Write out, word for word, the stretch of the material from its start through the line containing "column 1379, row 530", inclusive. Omit the pictures from your answer.

>> BEGIN DATA LISTING

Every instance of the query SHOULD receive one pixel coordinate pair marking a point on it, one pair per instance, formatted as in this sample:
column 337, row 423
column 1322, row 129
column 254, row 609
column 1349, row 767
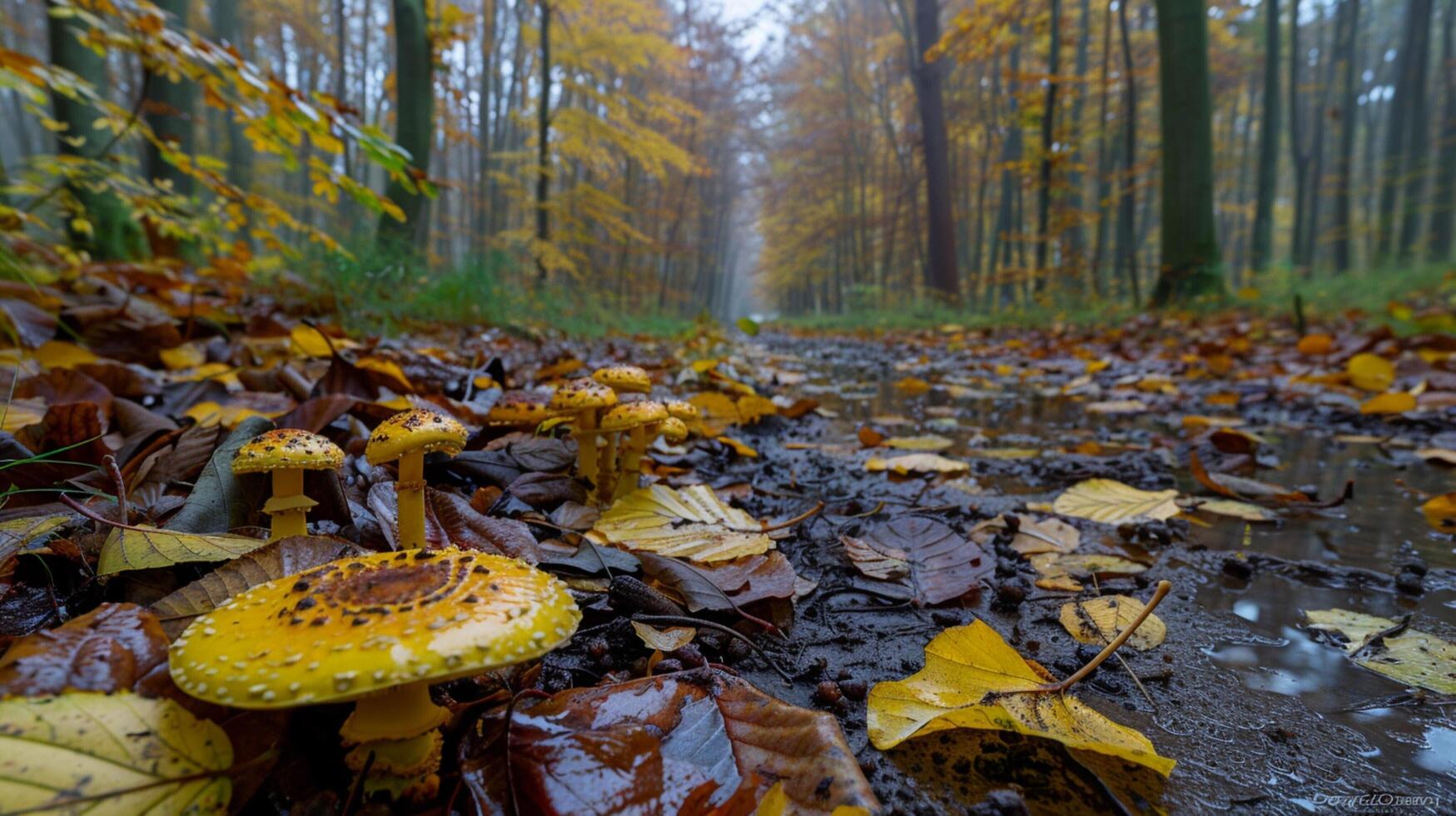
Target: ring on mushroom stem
column 581, row 400
column 287, row 454
column 408, row 436
column 639, row 421
column 376, row 629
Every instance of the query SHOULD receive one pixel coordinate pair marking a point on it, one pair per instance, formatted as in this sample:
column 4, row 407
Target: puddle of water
column 1379, row 530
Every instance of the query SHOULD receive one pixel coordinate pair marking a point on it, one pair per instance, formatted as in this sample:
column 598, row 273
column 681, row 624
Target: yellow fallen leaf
column 971, row 679
column 1392, row 402
column 1057, row 569
column 111, row 754
column 927, row 442
column 916, row 464
column 912, row 385
column 689, row 524
column 1111, row 501
column 1101, row 619
column 1370, row 372
column 143, row 548
column 1440, row 512
column 1409, row 656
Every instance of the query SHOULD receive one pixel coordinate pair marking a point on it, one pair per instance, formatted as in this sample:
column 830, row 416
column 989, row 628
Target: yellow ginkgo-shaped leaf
column 684, row 524
column 1370, row 372
column 1111, row 501
column 143, row 548
column 1409, row 656
column 916, row 464
column 971, row 679
column 1101, row 619
column 111, row 754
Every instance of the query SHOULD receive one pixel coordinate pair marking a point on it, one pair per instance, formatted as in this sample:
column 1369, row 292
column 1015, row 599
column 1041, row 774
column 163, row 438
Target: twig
column 736, row 634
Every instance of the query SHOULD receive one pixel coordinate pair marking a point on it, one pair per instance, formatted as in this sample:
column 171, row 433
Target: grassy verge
column 373, row 293
column 1376, row 293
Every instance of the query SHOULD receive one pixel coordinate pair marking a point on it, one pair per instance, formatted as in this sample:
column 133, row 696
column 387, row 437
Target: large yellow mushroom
column 376, row 629
column 287, row 454
column 583, row 400
column 632, row 419
column 408, row 436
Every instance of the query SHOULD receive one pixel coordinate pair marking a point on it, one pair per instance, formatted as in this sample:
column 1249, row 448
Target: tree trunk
column 1127, row 206
column 941, row 274
column 544, row 145
column 1049, row 122
column 1444, row 194
column 414, row 130
column 1190, row 248
column 112, row 235
column 1349, row 120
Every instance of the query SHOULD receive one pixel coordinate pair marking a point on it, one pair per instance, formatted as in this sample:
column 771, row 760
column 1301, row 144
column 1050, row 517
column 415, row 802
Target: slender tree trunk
column 544, row 143
column 1127, row 207
column 1263, row 241
column 1444, row 192
column 1049, row 117
column 941, row 274
column 110, row 233
column 1349, row 122
column 414, row 130
column 1190, row 248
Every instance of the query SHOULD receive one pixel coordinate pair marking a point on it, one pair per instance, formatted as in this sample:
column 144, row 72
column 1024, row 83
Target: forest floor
column 913, row 483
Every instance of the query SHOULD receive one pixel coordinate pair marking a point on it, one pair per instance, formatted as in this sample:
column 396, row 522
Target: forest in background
column 639, row 152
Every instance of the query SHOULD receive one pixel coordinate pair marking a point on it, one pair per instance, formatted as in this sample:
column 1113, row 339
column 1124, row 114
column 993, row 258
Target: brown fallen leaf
column 923, row 555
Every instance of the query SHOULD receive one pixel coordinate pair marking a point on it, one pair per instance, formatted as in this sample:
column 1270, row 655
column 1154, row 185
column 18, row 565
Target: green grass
column 1270, row 295
column 375, row 293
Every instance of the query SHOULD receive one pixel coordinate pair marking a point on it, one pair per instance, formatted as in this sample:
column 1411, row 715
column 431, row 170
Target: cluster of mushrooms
column 377, row 629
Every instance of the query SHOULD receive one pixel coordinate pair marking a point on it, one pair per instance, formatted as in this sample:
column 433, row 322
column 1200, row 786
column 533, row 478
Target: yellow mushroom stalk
column 581, row 400
column 408, row 436
column 286, row 454
column 376, row 629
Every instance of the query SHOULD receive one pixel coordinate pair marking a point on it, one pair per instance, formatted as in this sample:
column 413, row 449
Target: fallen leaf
column 670, row 639
column 929, row 442
column 1409, row 656
column 925, row 555
column 1057, row 569
column 684, row 524
column 1370, row 372
column 107, row 649
column 1392, row 402
column 111, row 754
column 145, row 547
column 971, row 679
column 276, row 560
column 1101, row 619
column 1111, row 501
column 672, row 744
column 916, row 464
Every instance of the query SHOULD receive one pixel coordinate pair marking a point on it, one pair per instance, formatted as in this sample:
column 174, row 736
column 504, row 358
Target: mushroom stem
column 631, row 462
column 411, row 495
column 400, row 713
column 295, row 520
column 609, row 464
column 587, row 445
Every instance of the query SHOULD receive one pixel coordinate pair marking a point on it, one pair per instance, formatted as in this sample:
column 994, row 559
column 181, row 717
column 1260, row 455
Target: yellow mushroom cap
column 682, row 410
column 583, row 396
column 519, row 408
column 287, row 449
column 673, row 430
column 360, row 625
column 624, row 378
column 632, row 414
column 414, row 430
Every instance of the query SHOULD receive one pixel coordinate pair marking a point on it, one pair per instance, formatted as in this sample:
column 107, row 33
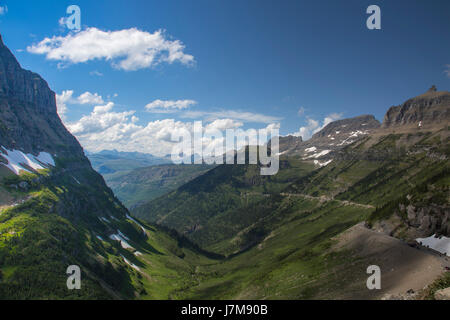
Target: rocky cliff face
column 51, row 218
column 335, row 136
column 427, row 110
column 28, row 118
column 22, row 84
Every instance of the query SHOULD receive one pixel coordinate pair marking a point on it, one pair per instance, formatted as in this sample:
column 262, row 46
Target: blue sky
column 247, row 63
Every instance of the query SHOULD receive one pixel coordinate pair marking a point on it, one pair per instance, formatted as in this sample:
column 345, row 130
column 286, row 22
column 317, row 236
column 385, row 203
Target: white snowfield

>> END DATA LISTING

### RESULT FOR THIS TASK
Every instance of the query SHOULD receive one pixel coordinate pair marking a point on it, one pair per instance, formatted as in this sample:
column 337, row 423
column 1322, row 129
column 254, row 609
column 1349, row 767
Target: ring on mushroom stem
column 581, row 400
column 287, row 454
column 408, row 436
column 639, row 421
column 376, row 629
Every instance of the query SHOULD receive one pixel coordinate pair marking a point on it, one pair per instance, formatted as in this sample:
column 4, row 407
Target: puddle of water
column 1379, row 530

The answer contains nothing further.